**PROBLEM REQUIREMENTS:**
Answer these questions from the XDP rx handler patch text below:
(a) When the XDP program returns XDP_PASS, which function does the driver call instead of building an skb right away?
(b) What are the two main tasks of an XDP rx handler?
(c) What does the result RX_XDP_HANDLER_PASS_FALLBACK mean?

[RFC PATCH net-next 2/5] net: core: introduce XDP rx handler

From: Jason Wang
Date: Sun Aug 12 2018 - 23:05:34 EST


This patch tries to introduce XDP rx handler. This will be used by
stacked device that depends on rx handler for having a fast packet
processing path based on XDP.

This idea is simple, when XDP program returns XDP_PASS, instead of
building skb immediately, driver will call xdp_do_pass() to check
whether or not there's a XDP rx handler, if yes, it will pass XDP
buffer to XDP rx handler first.

There are two main tasks for XDP rx handler, the first is check
whether or not the setup or packet could be processed through XDP buff
directly. The second task is to run XDP program. An XDP rx handler can
return several different results which was defined by enum
rx_xdp_handler_result_t:

RX_XDP_HANDLER_CONSUMED: This means the XDP buff were consumed.
RX_XDP_HANDLER_DROP: This means XDP rx handler ask to drop the packet.
RX_XDP_HANDLER_PASS_FALLBACK: This means XDP rx handler can not
process the packet (e.g cloning), and we need to fall back to normal
skb path to deal with the packet.

**LISTED RECORDS:**
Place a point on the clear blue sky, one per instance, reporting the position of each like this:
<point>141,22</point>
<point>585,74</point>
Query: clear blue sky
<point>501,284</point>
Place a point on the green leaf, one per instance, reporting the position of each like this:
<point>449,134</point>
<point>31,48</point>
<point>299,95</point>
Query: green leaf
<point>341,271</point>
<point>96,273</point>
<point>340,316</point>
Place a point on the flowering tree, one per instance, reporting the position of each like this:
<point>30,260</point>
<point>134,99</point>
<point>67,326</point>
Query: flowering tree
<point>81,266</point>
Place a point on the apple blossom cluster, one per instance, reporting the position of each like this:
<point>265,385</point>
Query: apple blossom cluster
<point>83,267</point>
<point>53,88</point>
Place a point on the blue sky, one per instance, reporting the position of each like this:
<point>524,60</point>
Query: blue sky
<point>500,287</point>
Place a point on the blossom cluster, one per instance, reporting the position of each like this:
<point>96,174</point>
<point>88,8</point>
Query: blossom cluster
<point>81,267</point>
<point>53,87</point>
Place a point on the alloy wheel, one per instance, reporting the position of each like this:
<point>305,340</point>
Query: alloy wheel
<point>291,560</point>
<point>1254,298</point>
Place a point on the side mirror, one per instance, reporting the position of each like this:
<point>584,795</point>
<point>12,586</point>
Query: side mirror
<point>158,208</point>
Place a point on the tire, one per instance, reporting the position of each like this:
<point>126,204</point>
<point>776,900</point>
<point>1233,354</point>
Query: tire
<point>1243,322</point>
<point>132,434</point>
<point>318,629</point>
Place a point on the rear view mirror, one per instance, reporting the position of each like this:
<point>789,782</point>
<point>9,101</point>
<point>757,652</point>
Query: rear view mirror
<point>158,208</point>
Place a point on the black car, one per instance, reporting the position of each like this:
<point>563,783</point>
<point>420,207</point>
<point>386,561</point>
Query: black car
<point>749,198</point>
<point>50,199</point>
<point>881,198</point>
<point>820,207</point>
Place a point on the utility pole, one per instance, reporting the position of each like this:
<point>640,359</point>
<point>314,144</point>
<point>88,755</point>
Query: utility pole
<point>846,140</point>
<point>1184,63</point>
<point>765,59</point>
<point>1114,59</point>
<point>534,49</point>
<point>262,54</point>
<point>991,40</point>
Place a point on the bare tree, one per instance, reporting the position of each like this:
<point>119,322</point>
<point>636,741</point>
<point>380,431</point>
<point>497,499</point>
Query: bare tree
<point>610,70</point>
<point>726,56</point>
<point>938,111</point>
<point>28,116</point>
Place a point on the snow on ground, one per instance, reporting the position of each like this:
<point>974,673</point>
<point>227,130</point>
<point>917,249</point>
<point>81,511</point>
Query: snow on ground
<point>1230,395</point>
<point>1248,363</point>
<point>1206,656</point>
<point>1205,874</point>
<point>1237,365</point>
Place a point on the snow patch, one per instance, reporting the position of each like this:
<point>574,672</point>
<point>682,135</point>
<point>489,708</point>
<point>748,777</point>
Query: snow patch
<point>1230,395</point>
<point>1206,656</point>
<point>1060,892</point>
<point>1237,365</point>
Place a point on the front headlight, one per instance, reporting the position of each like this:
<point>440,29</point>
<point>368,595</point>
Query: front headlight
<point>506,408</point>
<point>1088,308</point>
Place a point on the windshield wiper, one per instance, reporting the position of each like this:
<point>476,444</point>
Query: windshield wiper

**WRITTEN RESPONSE:**
(a) xdp_do_pass()
(b) First, checking whether the setup or packet can be processed directly through the XDP buff; second, running the XDP program.
(c) The XDP rx handler cannot process the packet (for example, with cloning), so it must fall back to the normal skb path.